▶ Directions
[1] In the pyspark error thread, transcribe the passage that opens with the words containing "Posted by Lior" and closes with "not reproduce it.".
[2] Translate this sentence from the pyspark error thread into Spanish: "The driver has Anaconda with python 3.6.5 installed."

▶ Document text
_ _ _ _ _ _ _

Re: Error in pyspark

Posted by Lior Chaga <li...@taboola.com>.
I figured, but any idea how I can troubleshoot it?
Probably some python package installed...

On Sun, Oct 17, 2021, 14:02 Jeff Zhang <zj...@gmail.com> wrote:

> Hi Lior,
>
> I run it many times, but can not reproduce it.
>
> [image: image.png]
>
> Lior Chaga <li...@taboola.com> 于2021年10月17日周日 下午5:05写道:
>
>> Hi,
>> I'm puzzled - I have zeppelin 0.10 with spark 3.1.2.
>> The driver has Anaconda with python 3.6.5 installed.
>>
>> Running pyspark paragraph, I'm getting some weird behavior. Paragraph
>> runs successfully on first attempt, but then failing on successive attempts
>> (until interpreter restarted).
>>
>> Error is:
>>
>>
>> ---------------------------------------------------------------------------
>> AttributeError Traceback (most recent call last)
>> <ipython-input-13-4fe403202586> in <module>() ----> 1 sc.setJobGroup(
>> 'zeppelin|admin|2GAWSQT96|paragraph_1629208863735_110330802', 'Started
>> by: admin') AttributeError: 'SparkSession' object has no attribute
>> 'setJobGroup'
>> Fail to setJobGroup
>>
>>
>>
>> For instance, this paragraph:
>>
>> %spark.pyspark
>>
>> import pandas as pd
>> from pyspark.sql.types import StringType
>> import numpy as np
>> def np_sqrt(v):
>>     return np.__path__
>>
>> spark.udf.register("np_sqrt", np_sqrt, StringType())

_ _ _ _ _ _ _

▶ Dataset section
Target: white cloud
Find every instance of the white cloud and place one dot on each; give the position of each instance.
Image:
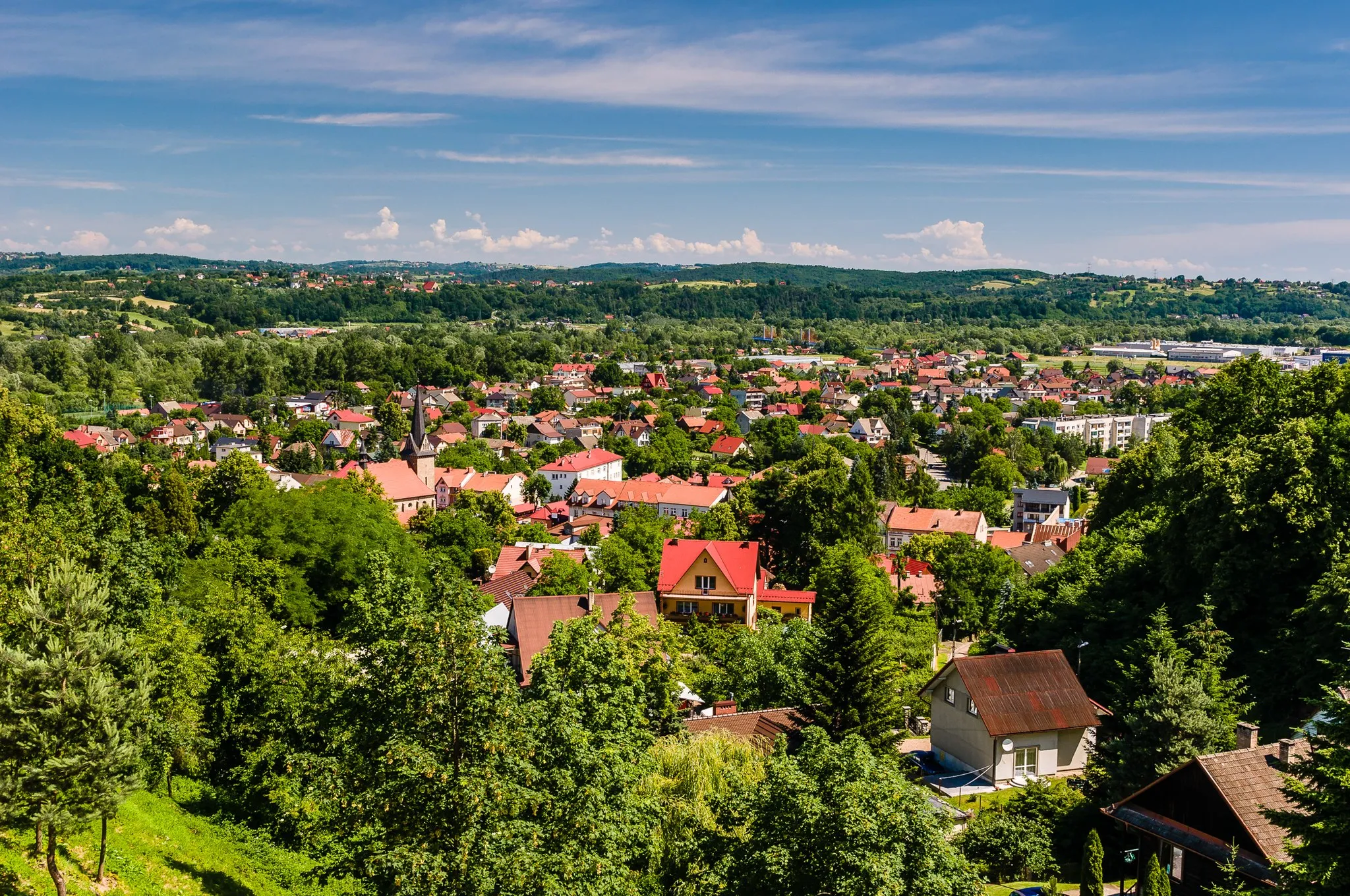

_ _ _ _ _ _ _

▶ Final answers
[1]
Posted by Lior Chaga <li...@taboola.com>.
I figured, but any idea how I can troubleshoot it?
Probably some python package installed...

On Sun, Oct 17, 2021, 14:02 Jeff Zhang <zj...@gmail.com> wrote:

> Hi Lior,
>
> I run it many times, but can not reproduce it.

[2] El driver tiene instalado Anaconda con Python 3.6.5.